### RECORD SET
——

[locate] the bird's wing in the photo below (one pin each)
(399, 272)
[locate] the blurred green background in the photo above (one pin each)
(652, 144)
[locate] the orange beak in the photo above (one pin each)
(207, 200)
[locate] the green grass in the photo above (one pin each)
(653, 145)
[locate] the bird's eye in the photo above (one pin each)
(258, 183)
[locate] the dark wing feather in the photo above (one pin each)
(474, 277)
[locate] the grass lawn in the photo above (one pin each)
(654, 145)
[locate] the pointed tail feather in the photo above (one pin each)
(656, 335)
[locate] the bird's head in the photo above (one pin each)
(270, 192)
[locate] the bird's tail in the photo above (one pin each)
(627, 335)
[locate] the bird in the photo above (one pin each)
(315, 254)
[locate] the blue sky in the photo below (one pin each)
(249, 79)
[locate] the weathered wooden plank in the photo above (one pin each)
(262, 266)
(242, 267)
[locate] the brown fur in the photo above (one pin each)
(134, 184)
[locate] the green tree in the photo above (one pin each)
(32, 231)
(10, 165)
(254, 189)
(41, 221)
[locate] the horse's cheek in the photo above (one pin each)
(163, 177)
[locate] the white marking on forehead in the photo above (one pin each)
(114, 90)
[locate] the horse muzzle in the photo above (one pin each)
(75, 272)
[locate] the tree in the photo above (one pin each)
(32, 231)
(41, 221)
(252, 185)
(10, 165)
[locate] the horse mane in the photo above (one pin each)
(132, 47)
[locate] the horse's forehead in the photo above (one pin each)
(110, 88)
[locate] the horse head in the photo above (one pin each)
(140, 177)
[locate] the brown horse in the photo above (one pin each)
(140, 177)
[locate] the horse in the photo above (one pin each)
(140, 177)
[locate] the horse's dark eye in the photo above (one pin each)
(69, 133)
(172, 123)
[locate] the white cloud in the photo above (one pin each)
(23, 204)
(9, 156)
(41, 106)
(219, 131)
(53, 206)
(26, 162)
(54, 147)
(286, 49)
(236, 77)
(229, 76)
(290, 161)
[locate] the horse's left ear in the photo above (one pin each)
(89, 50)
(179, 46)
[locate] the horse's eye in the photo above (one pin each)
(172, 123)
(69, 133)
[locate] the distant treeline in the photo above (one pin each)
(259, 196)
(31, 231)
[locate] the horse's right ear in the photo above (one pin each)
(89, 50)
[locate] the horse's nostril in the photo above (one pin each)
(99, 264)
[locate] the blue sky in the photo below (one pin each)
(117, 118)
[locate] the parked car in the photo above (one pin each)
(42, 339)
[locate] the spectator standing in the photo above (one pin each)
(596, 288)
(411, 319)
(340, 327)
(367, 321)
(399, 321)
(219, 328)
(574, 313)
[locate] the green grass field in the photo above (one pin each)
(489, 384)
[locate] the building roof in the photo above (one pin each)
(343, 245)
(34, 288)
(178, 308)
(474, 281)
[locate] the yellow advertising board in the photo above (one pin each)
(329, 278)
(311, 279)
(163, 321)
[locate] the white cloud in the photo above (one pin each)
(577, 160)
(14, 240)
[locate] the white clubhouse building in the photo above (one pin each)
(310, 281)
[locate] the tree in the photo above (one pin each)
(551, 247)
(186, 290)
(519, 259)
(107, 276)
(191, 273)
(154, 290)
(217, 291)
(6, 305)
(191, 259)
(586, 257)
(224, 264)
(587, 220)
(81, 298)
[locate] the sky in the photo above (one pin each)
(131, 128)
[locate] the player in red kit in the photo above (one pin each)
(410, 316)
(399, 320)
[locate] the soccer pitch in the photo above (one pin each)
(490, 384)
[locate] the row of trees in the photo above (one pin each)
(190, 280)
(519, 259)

——

### PROBLEM DETAILS
Rewrite the data above as a two-column CSV with the columns instruction and answer. Give one row for every line beginning with [locate], pairing that line's text with all the coordinates listed under it. Quote each field and replace any line breaks with spaces.

### OUTPUT
instruction,answer
"[locate] the bird's wing in the photo below (one pin each)","(399, 272)"
"[locate] the blurred green background in the photo above (one pin each)","(652, 144)"
"[locate] the orange beak in the photo above (one pin each)","(207, 200)"
"[locate] the green grass in the photo above (one pin each)","(653, 145)"
"[locate] the bird's eye in the photo above (one pin each)","(258, 183)"
"[locate] the dark wing feather in the photo above (one pin each)","(474, 277)"
"[locate] the grass lawn in the photo above (one pin each)","(654, 145)"
"[locate] the pointed tail feather in the photo above (one pin each)","(656, 335)"
"[locate] the bird's head in the photo above (one pin each)","(270, 192)"
"[locate] the bird's tail in the photo above (one pin each)","(627, 335)"
"[locate] the bird in the photo above (one pin each)","(315, 254)"
"[locate] the blue sky in the photo below (one pin each)","(249, 79)"
"[locate] the weathered wooden plank in the photo above (one pin each)","(262, 266) (242, 267)"
"[locate] the brown fur in the photo above (one pin each)","(134, 184)"
"[locate] the green tree in the photo above (one pin each)","(32, 231) (10, 165) (254, 189) (41, 221)"
"[locate] the horse's cheek in the photo above (one pin each)","(163, 177)"
"[locate] the white marking on forehead in the photo above (one pin each)","(114, 90)"
"[locate] the horse muzzle in the photo above (one pin each)","(75, 272)"
"[locate] the tree in the photo above (one pin each)","(32, 231) (41, 221) (252, 185) (10, 165)"
"[locate] the horse mane in the photo above (one pin each)","(132, 47)"
"[locate] the horse's forehead in the photo above (one pin each)","(110, 88)"
"[locate] the horse head in the photo above (one pin each)","(140, 177)"
"[locate] the brown horse in the photo above (one pin each)","(140, 177)"
"[locate] the horse in the photo above (one pin each)","(140, 177)"
"[locate] the horse's dark eye in the photo above (one pin each)","(69, 133) (172, 123)"
"[locate] the white cloud in the photo above (one pin each)","(23, 204) (9, 156) (41, 106) (219, 131) (53, 206) (26, 162) (54, 147) (286, 49) (236, 77) (229, 76) (290, 161)"
"[locate] the horse's left ear in the photo above (one pin each)","(89, 50) (179, 46)"
"[locate] the horse's eye in the photo above (one pin each)","(172, 123) (69, 133)"
"[locate] the distant treeline in the photo above (one pin each)","(259, 196) (31, 231)"
"[locate] the horse's right ear in the photo above (one pin each)","(89, 50)"
"[locate] the horse's nostril in the photo above (one pin each)","(99, 264)"
"[locate] the blue sky in the photo below (one pin each)","(117, 118)"
"[locate] the parked car in the photo above (one pin each)","(42, 339)"
"[locate] the spectator standing in the photo above (one pin each)","(596, 288) (411, 319) (340, 327) (367, 321) (399, 321) (219, 328) (574, 313)"
"[locate] the green grass field in the photo above (one pin each)","(489, 384)"
"[locate] the building roof in the photo above (one pin each)","(343, 245) (34, 288) (178, 308) (474, 281)"
"[locate] the yellow advertising board in the photo above (one pin each)","(329, 278) (311, 279) (163, 321)"
"[locate] the white cloud in the photo above (one pin each)","(577, 160) (14, 240)"
"[locate] the white clubhouse building in the photo above (one pin each)","(310, 281)"
"[locate] the tree in the photo above (one pin each)","(551, 247) (186, 290) (519, 259) (107, 276) (191, 273) (154, 290) (217, 291) (6, 305) (191, 259) (586, 257) (224, 264) (587, 220) (81, 298)"
"[locate] the sky in the photo above (one pin each)","(131, 128)"
"[locate] the player in red kit in the photo above (one pin each)","(410, 316) (399, 320)"
"[locate] the soccer pitch in the photo above (one pin each)","(490, 384)"
"[locate] the row of trees in the photo above (one pin each)","(190, 280) (519, 259)"